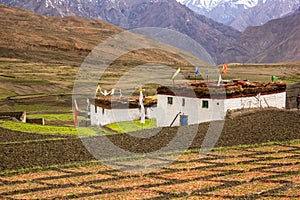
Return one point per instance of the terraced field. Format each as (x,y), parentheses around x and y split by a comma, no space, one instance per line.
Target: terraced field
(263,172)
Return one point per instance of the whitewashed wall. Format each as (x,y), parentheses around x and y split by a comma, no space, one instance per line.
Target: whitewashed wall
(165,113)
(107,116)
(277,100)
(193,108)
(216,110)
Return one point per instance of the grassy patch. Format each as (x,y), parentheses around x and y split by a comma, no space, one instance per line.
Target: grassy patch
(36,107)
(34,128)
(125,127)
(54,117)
---
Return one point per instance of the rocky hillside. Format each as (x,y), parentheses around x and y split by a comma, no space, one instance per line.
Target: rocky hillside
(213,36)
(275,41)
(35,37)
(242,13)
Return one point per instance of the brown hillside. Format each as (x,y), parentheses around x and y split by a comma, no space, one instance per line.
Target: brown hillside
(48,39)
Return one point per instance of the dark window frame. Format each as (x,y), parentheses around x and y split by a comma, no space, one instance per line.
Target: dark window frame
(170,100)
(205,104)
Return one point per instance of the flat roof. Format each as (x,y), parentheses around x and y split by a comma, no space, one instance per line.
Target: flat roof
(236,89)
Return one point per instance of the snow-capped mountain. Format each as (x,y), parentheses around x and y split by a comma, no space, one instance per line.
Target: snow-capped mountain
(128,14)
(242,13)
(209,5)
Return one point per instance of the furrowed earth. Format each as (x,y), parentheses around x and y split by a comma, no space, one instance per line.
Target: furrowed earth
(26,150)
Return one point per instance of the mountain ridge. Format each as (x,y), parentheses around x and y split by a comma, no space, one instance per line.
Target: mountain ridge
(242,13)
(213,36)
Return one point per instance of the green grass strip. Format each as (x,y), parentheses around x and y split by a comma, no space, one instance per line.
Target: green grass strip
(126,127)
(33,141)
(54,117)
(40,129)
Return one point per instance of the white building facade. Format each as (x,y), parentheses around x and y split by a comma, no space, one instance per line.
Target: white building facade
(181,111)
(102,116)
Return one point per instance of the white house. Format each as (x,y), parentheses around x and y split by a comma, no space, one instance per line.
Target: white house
---
Problem statement
Return the lines from the entries above verbatim, beginning at the line that contains "Return one point per instance of the white building" and ending after the line that contains "Target: white house". Include both of those lines.

Solution for this exercise
Return one point per instance of the white building facade. Format each as (x,y), parentheses around x and y split by a comma, no space, one instance per line.
Target: white building facade
(181,111)
(102,116)
Return one point per instance of the white house. Format each as (x,y), parentheses around x and y split by a comma, no space, one instance per line.
Target: white house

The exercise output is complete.